§ Exercise instructions
Edit the records below by changing every "innermost" to "most central" and keeping all other text the same. Omit the pictures from your output.

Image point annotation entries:
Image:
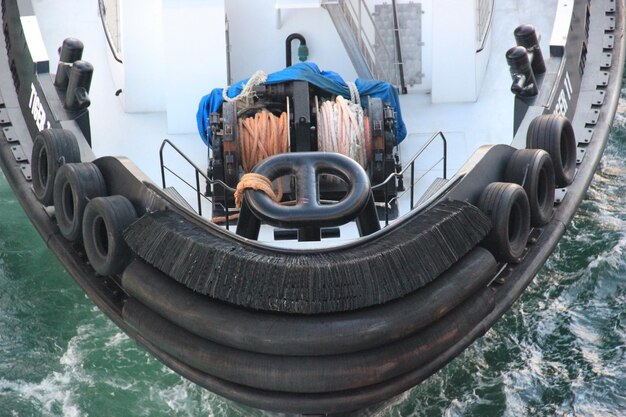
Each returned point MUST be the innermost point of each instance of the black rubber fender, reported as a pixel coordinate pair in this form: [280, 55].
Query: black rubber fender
[310, 374]
[389, 265]
[74, 186]
[554, 134]
[507, 206]
[308, 335]
[104, 221]
[51, 149]
[533, 170]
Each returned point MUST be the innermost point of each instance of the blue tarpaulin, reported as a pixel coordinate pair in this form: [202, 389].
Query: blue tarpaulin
[306, 71]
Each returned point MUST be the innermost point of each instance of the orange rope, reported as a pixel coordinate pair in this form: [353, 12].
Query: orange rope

§ The output
Image:
Each returned point MUST be the most central point of each instance of the black rubber fender, reported as a pixel coordinate pair in this form: [280, 55].
Query: black rubber fender
[310, 374]
[389, 265]
[74, 186]
[554, 134]
[507, 206]
[308, 335]
[104, 221]
[51, 149]
[533, 170]
Each returned point MUST be the most central point of each instance of the blue tarpaulin, reported as a pixel coordinate pair in this form: [202, 389].
Query: blue tarpaulin
[306, 71]
Each returned point MUST be the most central point of each instance of the orange rope, reported as a pixel coordinate pair in this form: [353, 12].
Query: orange rope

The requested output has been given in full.